Task set:
**A)** From the pet food thread, quote everything from "I've been feeding" down to "(Jan 7, 2009)".
**B)** In the pet food thread, what does LizardGirl say would be good to mix with the 4Health?
**C)** Translate this sentence from the pet food thread into Spanish: "Chicken Soup is a good food, mixing that with the 4Health would be good."

Document passage:
——————

I've been feeding my dogs the chicken and rice formula for a few years now and have been very pleased with the results. IMO this food looks good enough to try with the hogs, I have to go get food and treats for the dogs today so I think i'll grab a small bag of this catfood and try it out, thanks.


----------



## Lilysmommy (Jan 7, 2009)

Agreed with Larry, looks like a great food!


----------



## LizardGirl (Aug 25, 2008)

I use it in my mix! It's not crazy popular, but they don't mind it.


----------



## maryjog (Oct 14, 2012)

Thank you so much for the input! There are so many conflicting opinions. Do you feel I should mix this with another food. I was looking at Chicken soup or Purina one beyond. I am trying to stick to foods I can physically purchase without having to order on line. Oh, Tractor supply also sells Wellness core, but that has a protien level of 45. I've read that's too high. So many of the food suggested by breeders ( including the gal we are adopting our baby from ) includes alot of corn, which I understand has no value.


----------



## LizardGirl (Aug 25, 2008)

Chicken Soup is a good food, mixing that with the 4Health would be good.  I wouldn't bother with the Purina unless it's the ONE Beyond brand, their "less crappy" formulas.


----------



## maryjog (Oct 14, 2012)

Thank you!


----------



## moxieberry (Nov 30, 2011)

——————

Provided data:
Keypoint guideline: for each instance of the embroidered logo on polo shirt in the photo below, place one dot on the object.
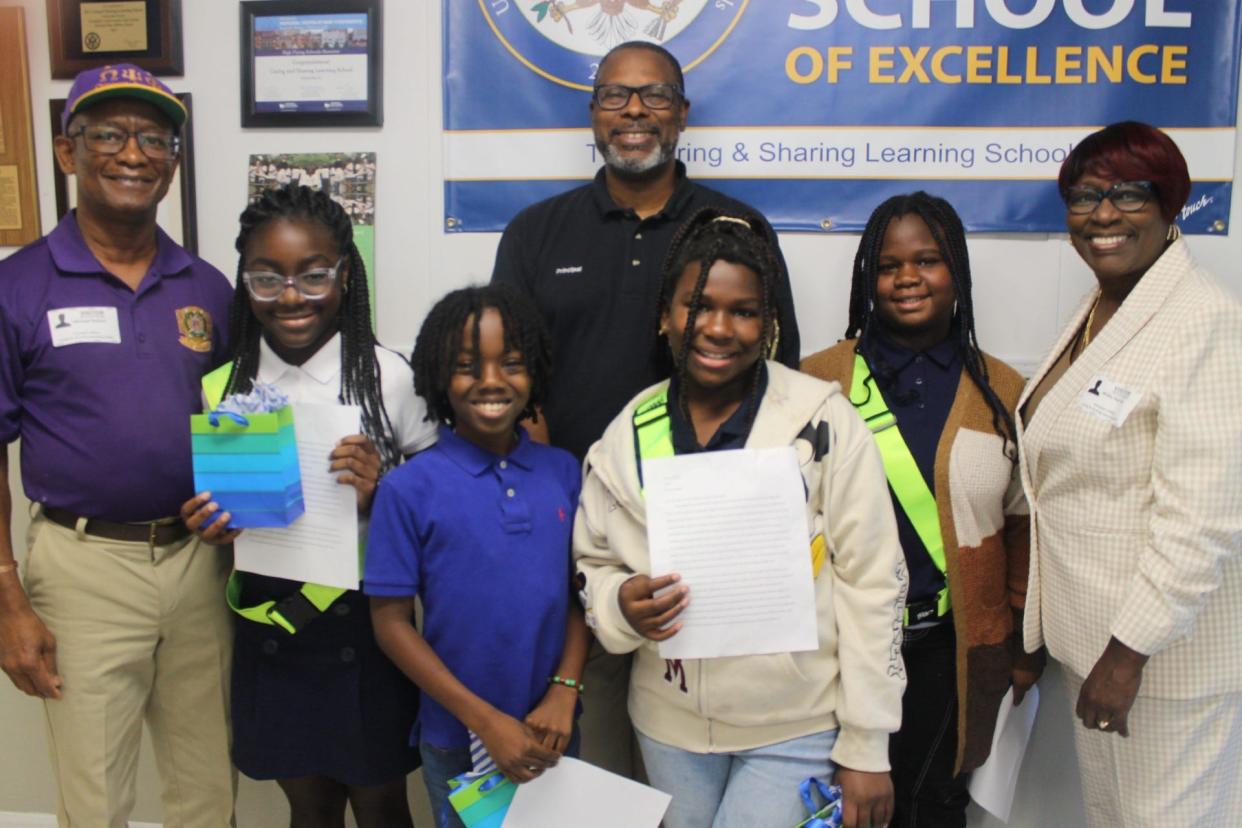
(195, 327)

——————

Answer list:
**A)**
I've been feeding my dogs the chicken and rice formula for a few years now and have been very pleased with the results. IMO this food looks good enough to try with the hogs, I have to go get food and treats for the dogs today so I think i'll grab a small bag of this catfood and try it out, thanks.


----------



## Lilysmommy (Jan 7, 2009)

**B)** Chicken Soup

**C)** Chicken Soup es un buen alimento; mezclarlo con el 4Health sería bueno.